Dataset excerpts:
· · · · · · ·

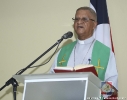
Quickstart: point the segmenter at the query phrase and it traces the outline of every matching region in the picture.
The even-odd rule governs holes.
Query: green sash
[[[76,43],[77,41],[74,41],[61,49],[57,58],[57,66],[67,66],[71,52]],[[96,68],[96,71],[98,72],[98,77],[102,81],[104,81],[105,72],[109,61],[109,55],[110,48],[96,40],[93,46],[91,64],[93,64]]]

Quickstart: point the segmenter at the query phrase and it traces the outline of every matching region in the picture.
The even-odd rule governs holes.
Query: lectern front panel
[[[85,85],[80,78],[26,82],[24,100],[84,100]]]

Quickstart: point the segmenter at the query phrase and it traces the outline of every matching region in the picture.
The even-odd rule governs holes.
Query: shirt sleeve
[[[118,72],[114,53],[110,51],[109,62],[105,73],[105,81],[112,82],[112,85],[118,90]]]
[[[56,54],[55,60],[54,60],[54,62],[53,62],[53,64],[52,64],[52,66],[51,66],[51,68],[50,68],[48,73],[54,73],[53,69],[57,66],[57,58],[58,58],[59,53],[60,53],[60,50]]]

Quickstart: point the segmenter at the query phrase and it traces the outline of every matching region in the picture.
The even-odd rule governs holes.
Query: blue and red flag
[[[90,0],[90,7],[97,14],[98,24],[93,34],[94,37],[101,43],[111,48],[111,50],[114,52],[106,0]],[[112,95],[110,97],[117,98],[118,96]],[[111,100],[111,99],[105,99],[105,100]],[[117,99],[113,99],[113,100],[117,100]]]
[[[90,7],[97,13],[97,28],[94,37],[114,52],[106,0],[90,0]]]

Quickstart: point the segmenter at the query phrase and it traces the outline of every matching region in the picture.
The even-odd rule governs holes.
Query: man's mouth
[[[77,28],[84,28],[83,26],[78,26]]]

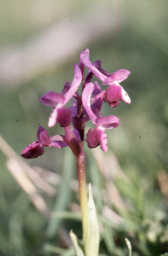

· · · · · · ·

What the task asks: Please update the records above, putting "tool" in place of "segmenter" throughout and changing nothing else. Leave the pictures out of your answer.

Exercise result:
Quickstart: point the tool at the query phrase and it traces the outline of every matching region in the picture.
The even-odd rule governs holes.
Query: green sash
[[[76,43],[77,41],[74,41],[61,49],[57,58],[57,66],[67,66],[71,52]],[[96,68],[96,71],[98,72],[98,77],[102,81],[104,81],[105,72],[109,61],[109,55],[110,48],[96,40],[93,46],[91,64],[93,64]]]

Quickstart: point the tool at the query phrase and it traces the outline of every matching region in the picture.
The even-odd rule governs holes.
Query: lectern front panel
[[[85,85],[80,78],[26,82],[24,100],[84,100]]]

Quickstart: point the tool at the query phrase and it traces the outline of every matching region in the picture.
The even-odd rule governs holes.
Query: shirt sleeve
[[[118,72],[114,53],[110,51],[109,62],[105,73],[105,81],[112,82],[112,85],[118,90]]]
[[[56,54],[55,60],[54,60],[54,62],[53,62],[53,64],[52,64],[52,66],[51,66],[51,68],[50,68],[48,73],[54,73],[53,69],[57,66],[57,58],[58,58],[59,53],[60,53],[60,50]]]

Quickstart: point the tool at the query phrase and it traces the outline of every matching region in the picture.
The even-odd rule governs holes.
Query: blue and red flag
[[[90,0],[90,7],[97,14],[98,24],[93,34],[94,37],[101,43],[111,48],[111,50],[114,52],[106,0]],[[112,95],[110,97],[117,98],[118,96]],[[111,100],[111,99],[105,99],[105,100]],[[117,99],[113,99],[113,100],[117,100]]]
[[[90,7],[97,13],[97,28],[94,37],[114,52],[106,0],[90,0]]]

Quickstart: point the tool at the query phrase and it traces the outline of every matching region in the picture.
The even-odd rule governs holes.
Query: man's mouth
[[[77,28],[84,28],[83,26],[78,26]]]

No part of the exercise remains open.